### Do this
Reproduce all of the material below, switching every "pixel coordinates" to "pixel positions" and leaving everything else unchanged.

### Records for this task
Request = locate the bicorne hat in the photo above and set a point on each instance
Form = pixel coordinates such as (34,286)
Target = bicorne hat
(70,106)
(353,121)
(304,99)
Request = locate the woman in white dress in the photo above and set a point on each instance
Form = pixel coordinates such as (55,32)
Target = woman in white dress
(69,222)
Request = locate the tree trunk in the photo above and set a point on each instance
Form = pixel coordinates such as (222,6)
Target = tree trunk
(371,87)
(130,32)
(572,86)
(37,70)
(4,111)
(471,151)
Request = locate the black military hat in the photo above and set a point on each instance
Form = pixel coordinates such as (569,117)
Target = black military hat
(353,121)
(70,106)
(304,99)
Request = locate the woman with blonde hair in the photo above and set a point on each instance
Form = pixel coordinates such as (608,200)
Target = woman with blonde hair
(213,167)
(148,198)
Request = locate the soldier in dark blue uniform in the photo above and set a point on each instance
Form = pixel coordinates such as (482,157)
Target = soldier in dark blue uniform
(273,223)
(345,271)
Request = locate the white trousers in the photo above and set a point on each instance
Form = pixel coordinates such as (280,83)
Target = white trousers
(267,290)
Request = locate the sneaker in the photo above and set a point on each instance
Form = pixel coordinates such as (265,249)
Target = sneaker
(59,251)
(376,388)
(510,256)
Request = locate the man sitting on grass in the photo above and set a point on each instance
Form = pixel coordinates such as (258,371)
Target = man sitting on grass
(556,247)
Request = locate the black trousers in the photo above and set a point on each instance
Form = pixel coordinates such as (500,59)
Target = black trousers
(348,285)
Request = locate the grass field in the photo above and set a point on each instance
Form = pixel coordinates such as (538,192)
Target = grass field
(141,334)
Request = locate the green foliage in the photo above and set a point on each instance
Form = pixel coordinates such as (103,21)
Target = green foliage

### Answer
Request = locate the bicorne hat in the photo above and set a point on each instance
Form = pixel positions such as (34,286)
Target = bicorne hat
(70,106)
(353,121)
(304,99)
Request = locate the woman in white dress in the photo above and set a point on each instance
Form = pixel positions such as (55,32)
Target = woman in white dress
(69,222)
Request = locate the tree trunk in the photo above and set a point on each instance
Form = pixel positions such as (222,6)
Target = tree trunk
(371,87)
(130,32)
(572,86)
(37,70)
(4,111)
(471,151)
Request = locate the black military hat in the photo above and set a point on each instance
Form = pixel positions such as (569,117)
Target = black military hat
(353,121)
(70,106)
(304,99)
Request = locate the woman with blonde hair in the photo above and set a point on each instance
Form = pixel positions such as (608,200)
Target = woman with blonde hair
(213,167)
(148,198)
Request = locate the soldier in dark blue uniform in the photo above and set a point on each instance
Form = pixel positions such as (482,157)
Target = soldier in dark blue uniform
(273,223)
(345,271)
Request = locate the white trousers in the photo above and set a point on each instance
Form = pixel positions such as (280,83)
Target = white trousers
(267,290)
Request = locate the sneaker in the photo above and set a point on each instance
Form = pixel positions such as (265,249)
Target = sneaker
(59,251)
(376,388)
(510,256)
Request = locate the man sitting on grass in the photo above and set a point on each instance
Form = pixel positions such as (258,371)
Target = man sitting on grass
(556,247)
Request = locate the black trousers in the photo above and set a point on each instance
Form = pixel positions such as (500,59)
Target = black trousers
(348,285)
Request = locate the grass field in the photo above and set a point on each instance
Form = pixel positions such as (538,192)
Target = grass field
(141,334)
Request = locate the green foliage in the photo above and set a point on each instance
Form = pixel positions such as (103,21)
Target = green foliage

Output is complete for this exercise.